** Problem **
Please state which shell the terminal setup notes below give as the writer's default.

** Excerpted passage **
Data Engineering in The Terminal | How I Kedro

Ubuntu
I recently switched over to using Ubuntu, it works well pretty much out of the
box for me. I am using gnome with a dark theme.
Gnome Terminal
I am still using the built in default gnome terminal, it just works. It does
all the things that I need it to do. It supports transparency renders my fonts
and allows me to highlight things well.
  • One Dark Theme
  • dotfiles
    You can find my
    dotfiles on
    github. Feel free to read through and take anything that you
    find useful. I would encourage you not to steal them, but to
    integrate the parts that you want into your own dotfiles.
    dotfiles are a very personal thing. They are an extension of
    ones fingertips designed for how you think and type.
    zsh
    I use zsh as my default shell. I like to use it as my
    interactive shell. It works, and does a bit better with
    things like tab completion out of the box.

** Supplied information **
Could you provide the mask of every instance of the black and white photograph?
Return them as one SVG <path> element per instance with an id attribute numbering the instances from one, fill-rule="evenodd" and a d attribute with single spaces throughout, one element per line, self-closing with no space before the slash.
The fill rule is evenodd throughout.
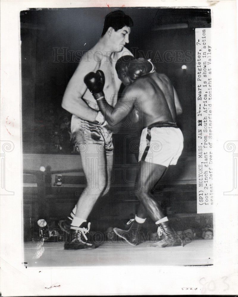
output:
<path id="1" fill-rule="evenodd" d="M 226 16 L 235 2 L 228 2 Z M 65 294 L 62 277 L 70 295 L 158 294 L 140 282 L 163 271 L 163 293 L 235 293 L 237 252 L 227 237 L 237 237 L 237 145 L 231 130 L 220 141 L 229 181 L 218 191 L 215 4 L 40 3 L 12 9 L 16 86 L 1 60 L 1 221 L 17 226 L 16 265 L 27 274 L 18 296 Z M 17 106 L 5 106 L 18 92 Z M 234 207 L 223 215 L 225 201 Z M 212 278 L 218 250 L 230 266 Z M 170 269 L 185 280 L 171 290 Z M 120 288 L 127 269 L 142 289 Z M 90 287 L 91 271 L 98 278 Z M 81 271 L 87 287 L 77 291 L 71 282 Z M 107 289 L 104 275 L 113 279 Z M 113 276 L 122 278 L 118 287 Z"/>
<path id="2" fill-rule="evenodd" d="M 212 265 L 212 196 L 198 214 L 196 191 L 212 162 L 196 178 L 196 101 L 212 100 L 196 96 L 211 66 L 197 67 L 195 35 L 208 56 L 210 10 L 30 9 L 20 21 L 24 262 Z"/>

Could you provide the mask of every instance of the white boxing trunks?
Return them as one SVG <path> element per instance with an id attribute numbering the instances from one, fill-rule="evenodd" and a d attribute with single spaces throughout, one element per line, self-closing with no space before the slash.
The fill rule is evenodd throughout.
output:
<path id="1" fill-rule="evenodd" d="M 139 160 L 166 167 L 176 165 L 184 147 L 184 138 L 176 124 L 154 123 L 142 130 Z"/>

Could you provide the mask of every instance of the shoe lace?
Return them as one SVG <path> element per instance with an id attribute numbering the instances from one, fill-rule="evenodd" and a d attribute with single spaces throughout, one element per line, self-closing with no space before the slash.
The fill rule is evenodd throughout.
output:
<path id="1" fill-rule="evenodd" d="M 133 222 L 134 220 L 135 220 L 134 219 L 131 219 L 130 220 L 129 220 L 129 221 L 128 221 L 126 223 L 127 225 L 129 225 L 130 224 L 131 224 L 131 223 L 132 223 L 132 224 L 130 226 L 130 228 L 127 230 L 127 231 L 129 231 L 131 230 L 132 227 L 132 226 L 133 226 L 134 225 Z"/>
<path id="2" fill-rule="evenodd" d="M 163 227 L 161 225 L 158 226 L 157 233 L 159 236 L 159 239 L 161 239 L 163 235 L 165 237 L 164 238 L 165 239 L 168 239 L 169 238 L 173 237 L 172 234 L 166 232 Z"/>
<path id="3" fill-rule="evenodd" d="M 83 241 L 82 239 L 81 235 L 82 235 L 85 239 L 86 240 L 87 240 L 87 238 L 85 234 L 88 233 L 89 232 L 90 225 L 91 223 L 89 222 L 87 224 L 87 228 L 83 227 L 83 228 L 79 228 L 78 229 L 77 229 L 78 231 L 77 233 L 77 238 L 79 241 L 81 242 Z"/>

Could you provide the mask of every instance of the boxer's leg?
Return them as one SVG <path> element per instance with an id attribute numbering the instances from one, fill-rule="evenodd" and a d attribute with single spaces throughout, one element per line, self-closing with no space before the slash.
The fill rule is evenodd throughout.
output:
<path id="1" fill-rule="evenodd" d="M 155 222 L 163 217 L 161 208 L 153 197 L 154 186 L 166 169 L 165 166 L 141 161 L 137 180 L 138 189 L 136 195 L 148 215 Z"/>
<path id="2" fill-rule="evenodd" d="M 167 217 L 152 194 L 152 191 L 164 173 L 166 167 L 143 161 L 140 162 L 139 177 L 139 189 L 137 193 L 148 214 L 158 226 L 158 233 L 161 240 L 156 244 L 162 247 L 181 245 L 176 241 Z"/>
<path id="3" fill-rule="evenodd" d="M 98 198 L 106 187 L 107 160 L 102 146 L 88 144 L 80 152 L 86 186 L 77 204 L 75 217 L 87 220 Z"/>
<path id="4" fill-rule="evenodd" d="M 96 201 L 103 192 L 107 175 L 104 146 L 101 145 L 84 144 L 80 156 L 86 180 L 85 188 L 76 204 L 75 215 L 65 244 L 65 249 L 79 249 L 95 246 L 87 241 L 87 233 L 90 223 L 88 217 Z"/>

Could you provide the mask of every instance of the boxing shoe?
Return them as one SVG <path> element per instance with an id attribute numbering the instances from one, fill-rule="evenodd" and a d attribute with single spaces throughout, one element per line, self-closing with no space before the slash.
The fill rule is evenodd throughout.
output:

** Response for this exercise **
The writer uses zsh as the default shell.